## BEGIN Listing

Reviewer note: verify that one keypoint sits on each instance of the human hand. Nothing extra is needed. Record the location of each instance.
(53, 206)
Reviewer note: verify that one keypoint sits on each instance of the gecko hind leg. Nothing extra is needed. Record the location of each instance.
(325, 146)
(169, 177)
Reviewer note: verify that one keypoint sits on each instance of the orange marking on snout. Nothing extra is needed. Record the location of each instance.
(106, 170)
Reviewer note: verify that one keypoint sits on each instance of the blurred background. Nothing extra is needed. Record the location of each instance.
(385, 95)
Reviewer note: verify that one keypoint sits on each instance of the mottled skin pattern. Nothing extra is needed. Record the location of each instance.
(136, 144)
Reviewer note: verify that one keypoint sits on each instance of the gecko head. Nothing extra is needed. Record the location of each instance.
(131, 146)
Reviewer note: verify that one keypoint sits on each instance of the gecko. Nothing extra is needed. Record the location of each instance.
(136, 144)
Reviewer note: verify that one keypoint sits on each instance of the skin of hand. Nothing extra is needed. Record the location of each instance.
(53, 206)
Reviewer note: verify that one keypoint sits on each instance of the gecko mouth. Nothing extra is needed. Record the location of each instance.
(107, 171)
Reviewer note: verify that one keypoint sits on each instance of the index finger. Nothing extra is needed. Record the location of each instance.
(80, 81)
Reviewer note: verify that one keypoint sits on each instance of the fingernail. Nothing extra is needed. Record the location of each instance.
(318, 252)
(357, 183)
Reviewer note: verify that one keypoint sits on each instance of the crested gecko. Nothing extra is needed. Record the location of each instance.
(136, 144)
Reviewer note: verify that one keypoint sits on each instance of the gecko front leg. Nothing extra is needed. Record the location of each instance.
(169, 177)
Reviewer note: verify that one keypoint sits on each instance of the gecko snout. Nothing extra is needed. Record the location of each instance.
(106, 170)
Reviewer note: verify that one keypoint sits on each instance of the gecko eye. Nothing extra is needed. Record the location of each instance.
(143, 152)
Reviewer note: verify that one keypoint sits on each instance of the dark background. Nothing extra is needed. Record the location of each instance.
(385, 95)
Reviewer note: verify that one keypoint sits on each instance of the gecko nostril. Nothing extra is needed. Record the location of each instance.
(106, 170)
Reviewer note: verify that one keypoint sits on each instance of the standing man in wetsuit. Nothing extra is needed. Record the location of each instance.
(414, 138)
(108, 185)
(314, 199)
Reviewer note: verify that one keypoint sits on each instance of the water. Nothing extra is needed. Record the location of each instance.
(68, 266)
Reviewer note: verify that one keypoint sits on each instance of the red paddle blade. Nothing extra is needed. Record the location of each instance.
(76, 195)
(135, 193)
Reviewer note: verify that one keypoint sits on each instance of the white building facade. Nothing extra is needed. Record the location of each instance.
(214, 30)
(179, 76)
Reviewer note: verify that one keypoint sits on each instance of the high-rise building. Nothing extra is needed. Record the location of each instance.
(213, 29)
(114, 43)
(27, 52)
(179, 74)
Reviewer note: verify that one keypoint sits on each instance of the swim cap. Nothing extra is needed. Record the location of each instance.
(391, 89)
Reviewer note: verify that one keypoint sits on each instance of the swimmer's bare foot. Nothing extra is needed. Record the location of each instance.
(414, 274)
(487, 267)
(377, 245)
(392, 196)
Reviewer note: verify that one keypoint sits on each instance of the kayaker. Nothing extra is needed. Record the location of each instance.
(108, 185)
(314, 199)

## END Listing

▶ **Instructions to follow**:
Go back to the listing above and please repeat it exactly.

▶ **Solution below**:
Reviewer note: verify that one keypoint sits on each instance of the human hand. Nothing extra is needed. Record the location of each instance.
(53, 206)
Reviewer note: verify that one keypoint sits on each instance of the gecko hind leg. Nothing extra is needed. Record the location of each instance.
(325, 146)
(169, 177)
Reviewer note: verify that one keypoint sits on each instance of the orange marking on snout. Nothing extra is needed. Record the location of each instance.
(106, 170)
Reviewer note: verify that one keypoint sits on each instance of the blurred background. Nothing extra is needed. Record the location of each instance.
(385, 95)
Reviewer note: verify that one keypoint sits on each instance of the mottled skin pattern. Nothing extra is needed. Record the location of each instance.
(136, 144)
Reviewer note: verify that one keypoint sits on each instance of the gecko head. Nothing extra is needed. Record the location of each instance.
(131, 146)
Reviewer note: verify that one keypoint sits on each instance of the gecko. Nothing extra is needed. Record the location of each instance.
(136, 144)
Reviewer note: verify that one keypoint sits on each instance of the skin of hand. Nothing extra is needed. Record the location of each instance.
(53, 206)
Reviewer note: verify that one keypoint sits on each instance of the gecko mouth. Nothing extra is needed. Record the location of each instance.
(107, 171)
Reviewer note: verify that one keypoint sits on each instance of the index finger. Nothing extra is needed. Record the location of each instance.
(80, 81)
Reviewer note: verify that one keypoint sits on each instance of the fingernail. Nothing extra is needed. Record the location of each instance.
(318, 252)
(357, 183)
Reviewer note: verify that one keypoint sits on each instance of the crested gecko. Nothing extra is needed. Record the location of each instance.
(136, 144)
Reviewer note: verify that one keypoint sits on each instance of the gecko front leg. Nothing extra is needed. Record the location of each instance.
(169, 177)
Reviewer note: verify that one keypoint sits on each instance of the gecko snout. Nothing extra is needed. Record the location of each instance.
(106, 170)
Reviewer note: verify that one keypoint sits on each instance of the gecko eye. Nothing extra is needed. Record the location of each instance.
(143, 152)
Reviewer note: verify that one keypoint sits on each instance of the dark background. Nothing extra is needed. Record the location of each instance.
(385, 95)
Reviewer note: verify that one keypoint sits on each instance of the gecko nostril. Nothing extra is needed. Record the location of each instance.
(106, 170)
Reviewer note: verify that one keypoint sits on each instance of the standing man in wetsuit. Nothing extra is needed. Record the location of each instance.
(414, 138)
(108, 185)
(314, 199)
Reviewer note: verify that one keypoint sits on each instance of the water. Nothing extra is needed. Record the location of each instance.
(68, 266)
Reviewer note: verify that one keypoint sits on each instance of the red paddle blade. Nothing extra is needed. Record the location of each instance.
(76, 195)
(135, 193)
Reviewer note: verify that one keypoint sits on each instance of the white building facade. Nothing extra is needed. Record the location of each instance.
(214, 30)
(179, 76)
Reviewer note: verify that one keypoint sits on each instance of the high-rise building. Nothing extra is needed. Record the location of each instance.
(213, 29)
(114, 43)
(27, 52)
(179, 74)
Reviewer note: verify that one keypoint sits on each instance of the swim cap. Nothing extra is needed. Record the location of each instance.
(391, 89)
Reviewer note: verify that one keypoint sits on each instance of the swimmer's bare foot. Nothing extra is needed. Record the location of each instance.
(414, 274)
(487, 267)
(377, 245)
(392, 196)
Reviewer note: verify that one keypoint sits on each instance of the kayaker. Nothing extra is needed. Record the location of each instance.
(108, 185)
(314, 199)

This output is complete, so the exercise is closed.